- TEXT SEGMENT -
☆ ☆ ☆

Sustainability Graduate Program faculty member receives NSF CAREER Award for $500K
Wake Forest chemistry professor Michael Gross has been named a National Science Foundation (NSF) Faculty Early Career Development (CAREER) Program Award winner. The CAREER Award from the NSF Directorate for Engineering provides $500,000 over five years.
CAREER awards are the NSF’s most prestigious award for junior faculty and are designed to help provide a foundation for a lifetime of scientific leadership. The awards are given to outstanding scientists who exemplify the role of teacher-scholars through research, education and the integration of education and research.
Gross seeks to create and preserve nanomaterials at incredibly high temperatures. His work provides a foundation for realizing more efficient, high-powered fuel cell technologies.
“I’m honored and excited,” said Gross. “This award is a game-changer, not only for my personal career but for Wake Forest’s new engineering program. The funds will support my research and, at the same time, they will benefit our inaugural class of engineering students as we work together to solve pressing issues in energy.”
This year’s awardees hail from 88 institutions across 34 U.S. states. They bring a diverse range of engineering expertise and thinking, essential components for innovation and the development of new technologies.
“The impacts of NSF early career awards extend well beyond the five years of the grant,” said Barry Johnson, acting NSF assistant director for engineering. “CAREER grantees have thought about their research objectives, the knowledge they want to gather and the innovations they want to create over the long term. CAREER awards set in motion lifetime journeys of research for the investigators, and often for their students, too.”

☆ ☆ ☆

Image-grounded pointing records:

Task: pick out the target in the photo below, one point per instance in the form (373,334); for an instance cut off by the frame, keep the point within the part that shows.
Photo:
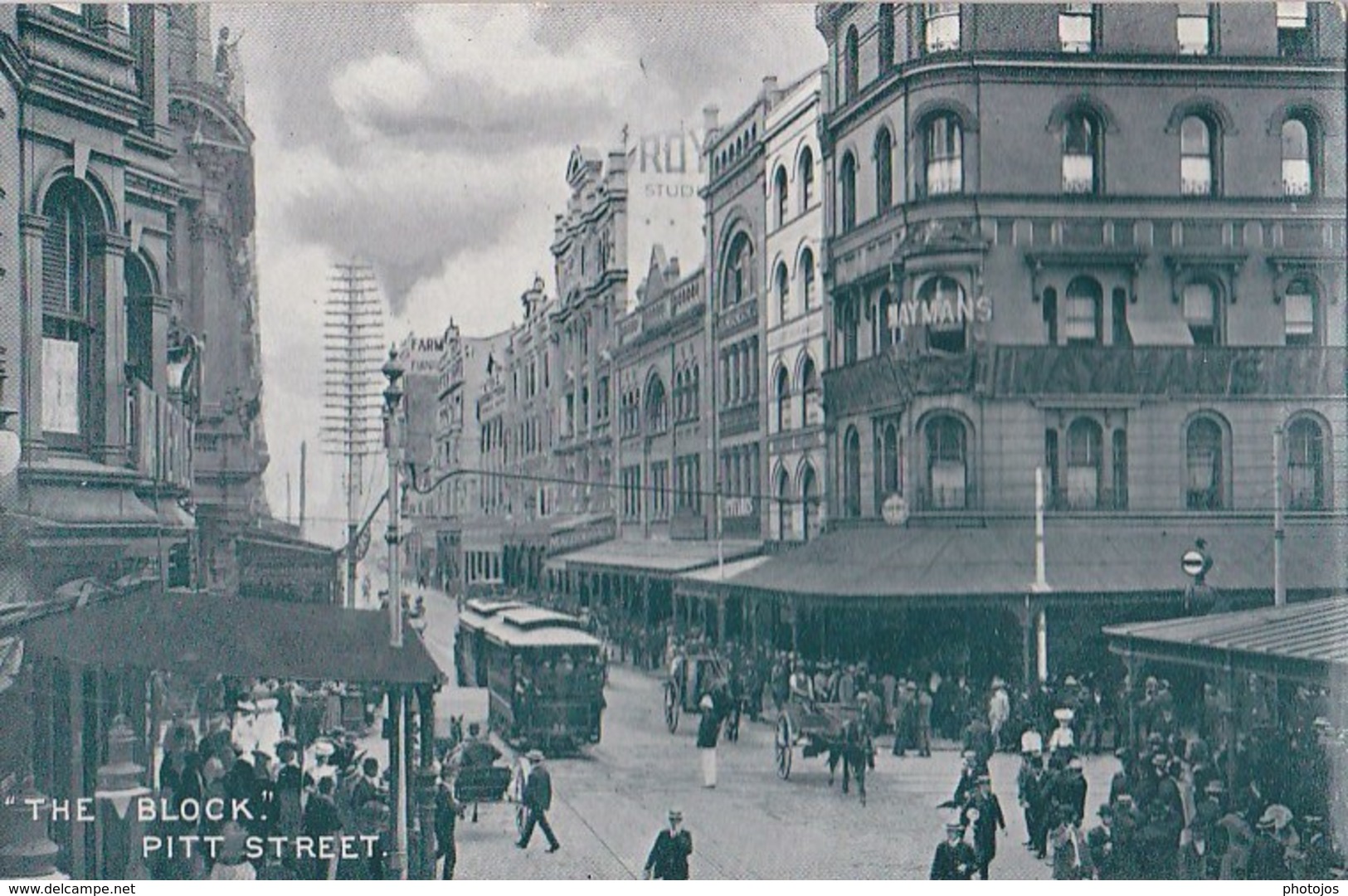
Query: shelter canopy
(202,634)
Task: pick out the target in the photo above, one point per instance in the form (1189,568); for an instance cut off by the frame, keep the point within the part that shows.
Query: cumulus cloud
(431,140)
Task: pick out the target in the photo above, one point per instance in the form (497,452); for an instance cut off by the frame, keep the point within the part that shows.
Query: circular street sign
(895,509)
(1193,562)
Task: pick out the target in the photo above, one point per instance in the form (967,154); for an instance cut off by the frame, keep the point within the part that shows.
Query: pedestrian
(448,811)
(985,816)
(538,799)
(925,702)
(708,734)
(669,855)
(955,859)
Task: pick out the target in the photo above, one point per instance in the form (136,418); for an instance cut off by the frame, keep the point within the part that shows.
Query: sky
(431,140)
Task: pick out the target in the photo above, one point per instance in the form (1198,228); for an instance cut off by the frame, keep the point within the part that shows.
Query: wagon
(685,691)
(815,728)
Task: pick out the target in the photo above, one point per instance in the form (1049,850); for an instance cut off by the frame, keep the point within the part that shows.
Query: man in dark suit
(669,855)
(538,799)
(985,814)
(955,859)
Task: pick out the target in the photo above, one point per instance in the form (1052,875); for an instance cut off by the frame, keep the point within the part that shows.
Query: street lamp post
(392,403)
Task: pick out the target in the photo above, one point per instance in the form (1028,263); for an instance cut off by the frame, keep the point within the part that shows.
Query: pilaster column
(32,228)
(114,448)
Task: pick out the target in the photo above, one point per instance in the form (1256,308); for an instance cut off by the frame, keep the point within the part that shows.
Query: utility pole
(353,345)
(1279,585)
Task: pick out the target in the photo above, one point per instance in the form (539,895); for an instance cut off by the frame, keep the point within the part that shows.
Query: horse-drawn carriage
(692,678)
(836,731)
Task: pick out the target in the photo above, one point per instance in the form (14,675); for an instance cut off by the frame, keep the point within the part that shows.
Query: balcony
(158,438)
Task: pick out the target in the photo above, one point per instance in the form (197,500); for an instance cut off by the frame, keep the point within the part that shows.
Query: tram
(543,670)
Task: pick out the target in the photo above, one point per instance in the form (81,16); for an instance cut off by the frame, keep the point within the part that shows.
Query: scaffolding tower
(353,340)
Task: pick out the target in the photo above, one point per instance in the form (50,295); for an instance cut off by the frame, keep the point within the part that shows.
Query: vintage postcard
(720,441)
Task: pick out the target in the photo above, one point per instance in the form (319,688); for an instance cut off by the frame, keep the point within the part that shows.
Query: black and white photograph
(674,441)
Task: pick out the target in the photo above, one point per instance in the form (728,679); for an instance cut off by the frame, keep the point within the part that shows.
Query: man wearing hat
(955,859)
(538,799)
(669,855)
(985,814)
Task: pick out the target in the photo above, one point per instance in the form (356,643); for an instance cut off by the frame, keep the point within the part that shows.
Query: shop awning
(200,634)
(1169,330)
(657,557)
(1304,640)
(1083,558)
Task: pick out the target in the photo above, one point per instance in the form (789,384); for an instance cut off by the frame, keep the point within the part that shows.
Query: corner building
(1099,240)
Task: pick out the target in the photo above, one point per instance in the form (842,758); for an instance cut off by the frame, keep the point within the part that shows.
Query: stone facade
(1128,282)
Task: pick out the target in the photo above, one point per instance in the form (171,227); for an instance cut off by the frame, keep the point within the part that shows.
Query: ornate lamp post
(397,752)
(27,852)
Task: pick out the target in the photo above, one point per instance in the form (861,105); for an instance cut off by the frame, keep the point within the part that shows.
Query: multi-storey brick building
(659,358)
(1102,241)
(794,314)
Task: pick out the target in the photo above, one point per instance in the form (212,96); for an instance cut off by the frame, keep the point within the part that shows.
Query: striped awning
(1307,640)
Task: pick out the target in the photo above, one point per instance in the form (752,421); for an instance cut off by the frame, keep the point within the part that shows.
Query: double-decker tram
(543,670)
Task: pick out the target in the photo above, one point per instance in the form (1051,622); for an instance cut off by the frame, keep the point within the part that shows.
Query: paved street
(611,802)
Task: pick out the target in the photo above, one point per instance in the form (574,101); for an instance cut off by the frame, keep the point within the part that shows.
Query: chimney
(711,121)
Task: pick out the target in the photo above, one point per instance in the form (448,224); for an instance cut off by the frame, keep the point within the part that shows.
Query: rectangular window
(1298,319)
(1293,30)
(61,386)
(942,27)
(1196,175)
(1076,27)
(1193,28)
(1080,324)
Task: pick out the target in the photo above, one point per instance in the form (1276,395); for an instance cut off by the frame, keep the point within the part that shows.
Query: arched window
(852,473)
(888,322)
(737,283)
(847,190)
(1082,153)
(783,399)
(1083,311)
(940,27)
(780,186)
(1298,170)
(883,172)
(71,274)
(1204,450)
(1197,157)
(1085,465)
(809,503)
(891,477)
(812,410)
(851,65)
(808,279)
(1298,310)
(886,38)
(1201,313)
(947,480)
(944,147)
(1305,465)
(806,178)
(657,406)
(140,336)
(944,297)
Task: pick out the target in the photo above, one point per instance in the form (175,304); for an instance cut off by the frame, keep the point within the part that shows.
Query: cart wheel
(782,747)
(670,708)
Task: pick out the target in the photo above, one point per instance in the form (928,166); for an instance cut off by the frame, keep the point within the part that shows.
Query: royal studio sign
(670,163)
(942,311)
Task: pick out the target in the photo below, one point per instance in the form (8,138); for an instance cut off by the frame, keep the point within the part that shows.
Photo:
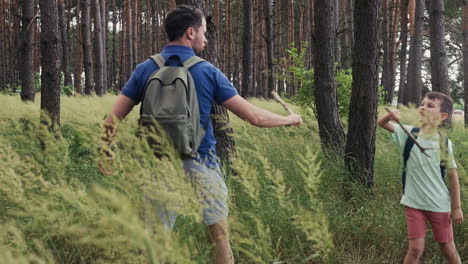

☆ ☆ ☆

- CHECK YOUR UNDERSTANDING -
A. According to the article on Michael Gross's NSF CAREER Award, how much funding does the award provide, and over what period?
B. Continue the article on Michael Gross's NSF CAREER Award from the point where it ends.

- ANSWERS BY ITEM -
A. $500,000 over five years.

B.
In January 2017, Wake Forest launched new academic programs in engineering and biomedical science The University’s undergraduate presence, referred to as Wake Downtown, opened in the rehabilitated former R.J. Reynolds Tobacco Company 60 series building in the Innovation Quarter, adjacent to the Bowman Gray Center for Medical Education.
About the NSF
The National Science Foundation (NSF) is an independent federal agency that supports fundamental research and education across all fields of science and engineering. NSF funds reach all 50 states through grants to nearly 2,000 colleges, universities and other institutions.
Originally published at news.wfu.edu on May 1, 2017.
Michael Gross teaches one of the four core courses for the Sustainability Graduate Program at Wake Forest University. In SUS 703: Natural Sciences for Sustainability Students explore qualitative and quantitative chemical and physical aspects of sustainability for waste, water, air, and energy. The course provides an in-depth scientific understanding of the most important nonrenewable and renewable energy sources. Students study the world’s present and future energy needs, focus on energy production, consumption, and environmental impact, and explore ways in which these principles relate to sustainability.